## Selected passage:

━━━━━━━━━━━━━━━━━━━━

Although Chrysler Group lost $3.8 billion since emerging from bankruptcy in June, its financial performance is exceeding the expectations of many analysts who see hopeful signs that the automaker may be on the road to recovery.
During the first quarter, the automaker trimmed its losses to $197 million and managed to scratch out an operating profit of $143 million, Chrysler said Wednesday.
"Profitability is significantly better than we appreciated," said Max Warburton, an analyst with Sanford C. Bernstein in England.
Although Warburton said that Chrysler still faces significant challenges and questions about its "long-term viability," he said the latest numbers suggest that the automaker's arguments that it will recover with the economy look more "credible."
Other analysts agree.
"It was questionable whether they'd survive 2010, but now the company seems to be on track for better days," said Michelle Krebs, an analyst with auto information company Edmunds.com.
Chrysler had first-quarter sales of $9.7 billion, 3% more than in its fourth quarter. Because of the bankruptcy restructuring, the financial results are not comparable to the same time periods a year earlier.
Cost cutting as well as better vehicle pricing, including a "more disciplined approach" to sales incentives, helped the automaker's financial performance, said Brian Johnson, an analyst with Barclays Capital.
It slashed debt to $3.8 billion from $8 billion and has built its cash holdings to $7.4 billion, up $1.5 billion from the fourth quarter.
Johnson noted that Chrysler's nearly $10 billion in first-quarter sales was well ahead of the $6.1 billion he had estimated. The operating profit also was a reversal of what Johnson had anticipated would be a $72-million loss.
The first quarter's financial results are "a concrete indication to our customers, dealers and suppliers that the 2010 targets we have set for ourselves are achievable. We are also generating cash to finance the investments being made in our product portfolio and brand repositioning," said Sergio Marchionne, chief executive of Chrysler.
He said he expects Chrysler to break even or have a small operating profit this year.
Marchionne became CEO of Chrysler after Fiat took over management of the Auburn Hills, Mich., carmaker when it emerged from bankruptcy in June.

━━━━━━━━━━━━━━━━━━━━

## Listed entries:
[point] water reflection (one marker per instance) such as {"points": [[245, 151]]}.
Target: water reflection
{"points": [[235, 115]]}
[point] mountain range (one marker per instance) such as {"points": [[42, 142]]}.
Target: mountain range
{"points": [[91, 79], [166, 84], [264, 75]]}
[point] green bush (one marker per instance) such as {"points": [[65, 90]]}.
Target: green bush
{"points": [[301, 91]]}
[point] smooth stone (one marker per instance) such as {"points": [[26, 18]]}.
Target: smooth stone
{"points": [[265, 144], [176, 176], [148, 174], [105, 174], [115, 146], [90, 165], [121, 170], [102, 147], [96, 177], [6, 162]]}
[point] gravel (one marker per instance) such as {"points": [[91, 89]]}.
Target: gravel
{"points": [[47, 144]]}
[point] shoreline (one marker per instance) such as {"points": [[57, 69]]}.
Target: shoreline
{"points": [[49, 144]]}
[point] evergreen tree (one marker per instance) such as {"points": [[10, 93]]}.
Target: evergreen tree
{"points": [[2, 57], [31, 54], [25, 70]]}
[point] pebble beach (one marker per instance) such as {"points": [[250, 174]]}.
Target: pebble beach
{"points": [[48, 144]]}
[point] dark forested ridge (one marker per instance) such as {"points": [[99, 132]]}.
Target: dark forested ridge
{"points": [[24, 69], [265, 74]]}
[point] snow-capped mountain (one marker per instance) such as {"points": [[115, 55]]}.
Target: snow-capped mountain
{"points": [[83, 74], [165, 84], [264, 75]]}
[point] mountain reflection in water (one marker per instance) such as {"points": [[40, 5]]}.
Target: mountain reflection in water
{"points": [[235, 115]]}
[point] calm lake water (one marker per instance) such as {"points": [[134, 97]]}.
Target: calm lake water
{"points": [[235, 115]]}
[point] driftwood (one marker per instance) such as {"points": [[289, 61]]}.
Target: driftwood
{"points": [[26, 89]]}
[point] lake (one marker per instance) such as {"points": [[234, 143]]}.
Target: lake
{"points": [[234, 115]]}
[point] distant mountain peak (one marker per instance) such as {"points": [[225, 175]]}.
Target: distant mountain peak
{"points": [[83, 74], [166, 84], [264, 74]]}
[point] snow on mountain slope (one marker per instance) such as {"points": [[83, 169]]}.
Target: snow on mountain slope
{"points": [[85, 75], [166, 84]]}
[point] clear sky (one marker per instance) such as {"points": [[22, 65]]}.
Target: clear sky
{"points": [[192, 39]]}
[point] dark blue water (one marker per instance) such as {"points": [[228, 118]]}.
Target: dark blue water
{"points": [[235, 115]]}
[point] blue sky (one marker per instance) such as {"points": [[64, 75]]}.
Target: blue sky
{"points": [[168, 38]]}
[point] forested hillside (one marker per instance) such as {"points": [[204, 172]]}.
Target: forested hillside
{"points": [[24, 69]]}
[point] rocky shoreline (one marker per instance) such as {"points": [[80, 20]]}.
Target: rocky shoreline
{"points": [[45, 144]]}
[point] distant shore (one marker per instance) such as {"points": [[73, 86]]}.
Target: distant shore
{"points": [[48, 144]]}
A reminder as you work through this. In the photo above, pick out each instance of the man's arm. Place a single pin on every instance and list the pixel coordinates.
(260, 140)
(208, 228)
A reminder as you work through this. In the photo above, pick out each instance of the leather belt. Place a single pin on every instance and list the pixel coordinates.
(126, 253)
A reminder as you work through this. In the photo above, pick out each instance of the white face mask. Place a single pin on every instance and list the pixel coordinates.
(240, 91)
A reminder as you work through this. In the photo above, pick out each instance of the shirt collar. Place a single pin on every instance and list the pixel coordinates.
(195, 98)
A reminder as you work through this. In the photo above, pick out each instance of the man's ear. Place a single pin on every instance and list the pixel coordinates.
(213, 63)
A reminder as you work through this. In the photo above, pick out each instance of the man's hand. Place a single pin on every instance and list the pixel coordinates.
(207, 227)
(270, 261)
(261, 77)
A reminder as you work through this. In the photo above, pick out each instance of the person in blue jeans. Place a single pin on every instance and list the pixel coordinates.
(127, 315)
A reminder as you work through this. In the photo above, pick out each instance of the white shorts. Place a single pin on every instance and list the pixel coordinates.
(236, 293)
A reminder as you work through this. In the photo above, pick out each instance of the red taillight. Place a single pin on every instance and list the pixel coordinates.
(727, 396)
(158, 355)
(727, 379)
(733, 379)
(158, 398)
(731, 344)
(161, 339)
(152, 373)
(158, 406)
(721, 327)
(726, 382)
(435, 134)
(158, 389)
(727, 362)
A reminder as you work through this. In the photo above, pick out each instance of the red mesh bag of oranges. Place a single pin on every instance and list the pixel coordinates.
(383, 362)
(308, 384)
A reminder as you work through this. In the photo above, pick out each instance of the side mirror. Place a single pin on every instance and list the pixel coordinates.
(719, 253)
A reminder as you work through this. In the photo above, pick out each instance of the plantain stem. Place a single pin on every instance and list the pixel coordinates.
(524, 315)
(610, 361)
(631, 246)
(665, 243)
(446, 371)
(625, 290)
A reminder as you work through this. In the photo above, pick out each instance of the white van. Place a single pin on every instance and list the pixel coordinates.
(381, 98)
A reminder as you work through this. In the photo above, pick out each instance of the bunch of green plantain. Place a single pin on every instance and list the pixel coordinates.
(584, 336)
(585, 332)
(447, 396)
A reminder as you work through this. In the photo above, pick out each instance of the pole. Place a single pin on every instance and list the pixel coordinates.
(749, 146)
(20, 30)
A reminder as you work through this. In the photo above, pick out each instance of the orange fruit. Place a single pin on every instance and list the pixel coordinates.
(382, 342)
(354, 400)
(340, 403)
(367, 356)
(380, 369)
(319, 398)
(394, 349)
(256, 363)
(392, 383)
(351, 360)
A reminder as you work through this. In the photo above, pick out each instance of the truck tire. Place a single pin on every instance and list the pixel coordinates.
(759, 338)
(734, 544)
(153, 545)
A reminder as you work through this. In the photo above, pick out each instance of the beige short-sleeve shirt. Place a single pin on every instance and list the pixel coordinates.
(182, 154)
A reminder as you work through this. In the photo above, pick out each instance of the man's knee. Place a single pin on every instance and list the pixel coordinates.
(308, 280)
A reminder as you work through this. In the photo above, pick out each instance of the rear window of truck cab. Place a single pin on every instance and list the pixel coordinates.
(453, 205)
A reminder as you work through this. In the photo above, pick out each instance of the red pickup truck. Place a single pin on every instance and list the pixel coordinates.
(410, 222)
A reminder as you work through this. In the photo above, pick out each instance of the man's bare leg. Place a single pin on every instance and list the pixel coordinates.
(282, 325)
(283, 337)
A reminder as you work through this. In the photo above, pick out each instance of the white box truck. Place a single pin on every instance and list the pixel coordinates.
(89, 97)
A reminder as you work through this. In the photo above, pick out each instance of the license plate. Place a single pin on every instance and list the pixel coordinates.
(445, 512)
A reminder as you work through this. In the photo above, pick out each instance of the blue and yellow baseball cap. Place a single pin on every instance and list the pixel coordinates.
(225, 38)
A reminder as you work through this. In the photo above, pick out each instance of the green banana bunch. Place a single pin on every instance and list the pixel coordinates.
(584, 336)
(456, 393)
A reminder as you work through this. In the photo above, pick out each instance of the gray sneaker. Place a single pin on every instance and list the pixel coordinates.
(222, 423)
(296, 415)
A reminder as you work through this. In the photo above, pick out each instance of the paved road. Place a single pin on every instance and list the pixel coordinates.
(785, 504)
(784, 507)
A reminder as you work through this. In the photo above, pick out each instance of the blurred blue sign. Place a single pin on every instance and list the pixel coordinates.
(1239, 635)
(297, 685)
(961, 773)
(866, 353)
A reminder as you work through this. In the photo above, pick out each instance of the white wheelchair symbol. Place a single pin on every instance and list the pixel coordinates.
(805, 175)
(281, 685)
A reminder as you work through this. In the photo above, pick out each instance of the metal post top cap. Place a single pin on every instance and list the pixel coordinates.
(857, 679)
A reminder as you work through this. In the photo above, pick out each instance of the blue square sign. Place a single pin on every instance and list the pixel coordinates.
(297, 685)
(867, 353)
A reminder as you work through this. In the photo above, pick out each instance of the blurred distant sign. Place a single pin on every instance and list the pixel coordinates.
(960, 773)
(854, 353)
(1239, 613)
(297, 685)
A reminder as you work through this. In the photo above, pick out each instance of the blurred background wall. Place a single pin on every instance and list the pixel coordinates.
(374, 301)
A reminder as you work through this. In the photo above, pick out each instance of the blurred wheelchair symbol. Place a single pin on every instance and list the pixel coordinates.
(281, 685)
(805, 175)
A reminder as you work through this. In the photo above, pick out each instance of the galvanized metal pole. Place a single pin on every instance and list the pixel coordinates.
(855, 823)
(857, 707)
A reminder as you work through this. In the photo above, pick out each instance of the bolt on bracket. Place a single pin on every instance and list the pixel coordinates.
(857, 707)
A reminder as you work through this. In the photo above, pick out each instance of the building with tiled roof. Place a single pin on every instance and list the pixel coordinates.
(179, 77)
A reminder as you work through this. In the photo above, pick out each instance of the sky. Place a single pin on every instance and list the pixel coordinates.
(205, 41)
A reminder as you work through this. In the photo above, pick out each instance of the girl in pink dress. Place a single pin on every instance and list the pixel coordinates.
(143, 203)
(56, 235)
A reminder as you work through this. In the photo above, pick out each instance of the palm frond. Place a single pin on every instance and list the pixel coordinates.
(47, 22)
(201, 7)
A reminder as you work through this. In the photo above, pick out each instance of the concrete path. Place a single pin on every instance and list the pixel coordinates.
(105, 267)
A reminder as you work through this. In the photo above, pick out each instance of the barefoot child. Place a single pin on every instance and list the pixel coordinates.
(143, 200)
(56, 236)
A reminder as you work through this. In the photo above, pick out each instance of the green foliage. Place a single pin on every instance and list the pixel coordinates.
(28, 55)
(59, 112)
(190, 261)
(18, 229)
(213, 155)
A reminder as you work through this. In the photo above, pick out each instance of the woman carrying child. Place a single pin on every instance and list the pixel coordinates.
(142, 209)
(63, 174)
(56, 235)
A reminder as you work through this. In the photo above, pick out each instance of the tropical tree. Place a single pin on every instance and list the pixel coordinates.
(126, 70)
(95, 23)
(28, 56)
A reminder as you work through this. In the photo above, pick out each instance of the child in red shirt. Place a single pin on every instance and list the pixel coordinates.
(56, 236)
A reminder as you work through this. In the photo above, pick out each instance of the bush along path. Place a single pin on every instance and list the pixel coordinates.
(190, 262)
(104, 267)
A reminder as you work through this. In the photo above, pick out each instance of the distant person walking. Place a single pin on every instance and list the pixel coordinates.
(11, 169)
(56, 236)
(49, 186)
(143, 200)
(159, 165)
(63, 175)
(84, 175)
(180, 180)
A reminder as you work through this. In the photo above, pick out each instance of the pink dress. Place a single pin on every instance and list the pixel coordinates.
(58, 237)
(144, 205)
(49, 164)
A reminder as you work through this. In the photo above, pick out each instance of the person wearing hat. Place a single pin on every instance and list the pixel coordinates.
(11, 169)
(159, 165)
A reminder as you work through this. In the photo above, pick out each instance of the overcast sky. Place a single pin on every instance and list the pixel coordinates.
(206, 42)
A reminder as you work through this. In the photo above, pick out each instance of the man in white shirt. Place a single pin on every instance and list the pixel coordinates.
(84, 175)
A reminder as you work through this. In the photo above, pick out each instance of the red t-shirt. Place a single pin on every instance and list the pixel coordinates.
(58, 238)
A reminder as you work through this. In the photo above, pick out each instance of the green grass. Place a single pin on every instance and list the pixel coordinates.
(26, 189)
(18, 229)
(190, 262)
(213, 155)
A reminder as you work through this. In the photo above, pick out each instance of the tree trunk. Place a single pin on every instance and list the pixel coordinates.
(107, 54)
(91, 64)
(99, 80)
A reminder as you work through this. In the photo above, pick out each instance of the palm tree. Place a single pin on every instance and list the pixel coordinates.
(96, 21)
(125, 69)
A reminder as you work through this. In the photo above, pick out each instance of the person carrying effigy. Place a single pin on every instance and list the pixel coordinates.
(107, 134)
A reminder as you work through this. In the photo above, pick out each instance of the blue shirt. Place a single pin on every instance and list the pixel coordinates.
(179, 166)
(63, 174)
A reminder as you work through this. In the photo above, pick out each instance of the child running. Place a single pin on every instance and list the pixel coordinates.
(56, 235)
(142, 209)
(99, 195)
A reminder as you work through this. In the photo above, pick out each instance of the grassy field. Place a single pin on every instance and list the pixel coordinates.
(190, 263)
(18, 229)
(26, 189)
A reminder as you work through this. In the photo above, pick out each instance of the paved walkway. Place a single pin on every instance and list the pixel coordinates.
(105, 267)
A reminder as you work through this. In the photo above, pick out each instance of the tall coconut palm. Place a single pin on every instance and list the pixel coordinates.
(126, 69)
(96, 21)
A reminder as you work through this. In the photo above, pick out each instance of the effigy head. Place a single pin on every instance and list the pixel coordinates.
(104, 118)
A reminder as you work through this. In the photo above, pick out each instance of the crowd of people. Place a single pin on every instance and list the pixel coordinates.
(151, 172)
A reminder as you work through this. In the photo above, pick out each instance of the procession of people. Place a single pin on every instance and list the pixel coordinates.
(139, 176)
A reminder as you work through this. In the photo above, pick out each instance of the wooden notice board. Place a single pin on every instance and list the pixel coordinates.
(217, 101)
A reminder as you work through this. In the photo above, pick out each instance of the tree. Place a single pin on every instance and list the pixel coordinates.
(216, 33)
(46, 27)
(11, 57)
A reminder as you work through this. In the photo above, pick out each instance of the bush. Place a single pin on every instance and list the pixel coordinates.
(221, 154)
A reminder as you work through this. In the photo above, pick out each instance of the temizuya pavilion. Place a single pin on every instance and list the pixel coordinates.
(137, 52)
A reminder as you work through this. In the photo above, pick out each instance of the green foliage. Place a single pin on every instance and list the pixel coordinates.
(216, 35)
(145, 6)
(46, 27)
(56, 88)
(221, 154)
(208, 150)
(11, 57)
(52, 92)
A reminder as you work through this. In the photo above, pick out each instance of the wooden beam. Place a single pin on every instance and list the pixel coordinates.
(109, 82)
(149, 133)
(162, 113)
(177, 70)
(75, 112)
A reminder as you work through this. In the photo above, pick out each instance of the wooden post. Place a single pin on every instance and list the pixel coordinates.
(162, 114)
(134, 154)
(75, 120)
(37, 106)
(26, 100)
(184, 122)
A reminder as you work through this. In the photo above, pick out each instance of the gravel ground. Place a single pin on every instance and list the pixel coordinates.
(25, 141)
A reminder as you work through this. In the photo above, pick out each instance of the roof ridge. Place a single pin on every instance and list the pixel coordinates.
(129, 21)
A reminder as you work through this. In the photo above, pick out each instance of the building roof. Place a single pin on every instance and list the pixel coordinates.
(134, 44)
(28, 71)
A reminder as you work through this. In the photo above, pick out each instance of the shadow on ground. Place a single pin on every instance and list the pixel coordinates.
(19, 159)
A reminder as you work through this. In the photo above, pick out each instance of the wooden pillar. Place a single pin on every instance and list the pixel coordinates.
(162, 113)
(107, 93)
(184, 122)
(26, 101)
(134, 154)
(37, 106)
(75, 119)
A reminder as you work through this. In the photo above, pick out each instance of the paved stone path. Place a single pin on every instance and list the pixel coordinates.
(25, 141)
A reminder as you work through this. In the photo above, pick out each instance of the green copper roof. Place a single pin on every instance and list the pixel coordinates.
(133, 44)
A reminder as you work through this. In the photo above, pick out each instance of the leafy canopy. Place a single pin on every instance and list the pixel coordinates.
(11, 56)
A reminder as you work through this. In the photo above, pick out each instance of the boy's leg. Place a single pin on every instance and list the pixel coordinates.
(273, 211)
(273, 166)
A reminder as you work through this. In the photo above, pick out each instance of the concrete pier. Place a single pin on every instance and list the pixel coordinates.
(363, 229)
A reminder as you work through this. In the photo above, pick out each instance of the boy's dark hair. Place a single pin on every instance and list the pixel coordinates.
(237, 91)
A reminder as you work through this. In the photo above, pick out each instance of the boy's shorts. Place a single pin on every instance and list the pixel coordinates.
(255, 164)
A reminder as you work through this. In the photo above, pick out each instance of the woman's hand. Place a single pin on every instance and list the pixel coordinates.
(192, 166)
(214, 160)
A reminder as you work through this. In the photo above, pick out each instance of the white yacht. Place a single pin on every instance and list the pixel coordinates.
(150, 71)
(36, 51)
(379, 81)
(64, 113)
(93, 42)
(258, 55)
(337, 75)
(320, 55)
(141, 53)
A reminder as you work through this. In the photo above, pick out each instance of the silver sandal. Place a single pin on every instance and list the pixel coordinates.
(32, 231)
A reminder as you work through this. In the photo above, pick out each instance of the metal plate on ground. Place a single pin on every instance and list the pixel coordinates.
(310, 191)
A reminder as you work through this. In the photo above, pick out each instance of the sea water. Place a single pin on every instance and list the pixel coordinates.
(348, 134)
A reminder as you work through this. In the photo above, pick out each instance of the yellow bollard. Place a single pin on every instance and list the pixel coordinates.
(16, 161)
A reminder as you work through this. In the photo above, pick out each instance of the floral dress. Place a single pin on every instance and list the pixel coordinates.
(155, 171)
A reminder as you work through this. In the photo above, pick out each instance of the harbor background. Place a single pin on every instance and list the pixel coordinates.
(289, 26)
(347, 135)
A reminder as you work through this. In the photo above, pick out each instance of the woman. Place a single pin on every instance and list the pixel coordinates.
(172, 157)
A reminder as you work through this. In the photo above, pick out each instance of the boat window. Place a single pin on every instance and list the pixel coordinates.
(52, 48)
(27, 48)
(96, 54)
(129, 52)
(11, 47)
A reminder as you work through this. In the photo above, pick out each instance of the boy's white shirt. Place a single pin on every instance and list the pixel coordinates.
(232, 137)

━━━━━━━━━━━━━━━━━━━━

## Assigned task 1:
In the article on Chrysler's finances, what operating profit did the automaker report for the first quarter?
## Assigned task 2:
List every analyst named in the article on Chrysler's finances, along with the firm each one works for.
## Assigned task 3:
Copy the article on Chrysler's finances from "During the first" down to "Other analysts agree.", and switch "automaker" to "carmaker" each time it appears in that span.

## Final answer 1:
$143 million

## Final answer 2:
Max Warburton, Sanford C. Bernstein
Michelle Krebs, Edmunds.com
Brian Johnson, Barclays Capital

## Final answer 3:
During the first quarter, the carmaker trimmed its losses to $197 million and managed to scratch out an operating profit of $143 million, Chrysler said Wednesday.
"Profitability is significantly better than we appreciated," said Max Warburton, an analyst with Sanford C. Bernstein in England.
Although Warburton said that Chrysler still faces significant challenges and questions about its "long-term viability," he said the latest numbers suggest that the carmaker's arguments that it will recover with the economy look more "credible."
Other analysts agree.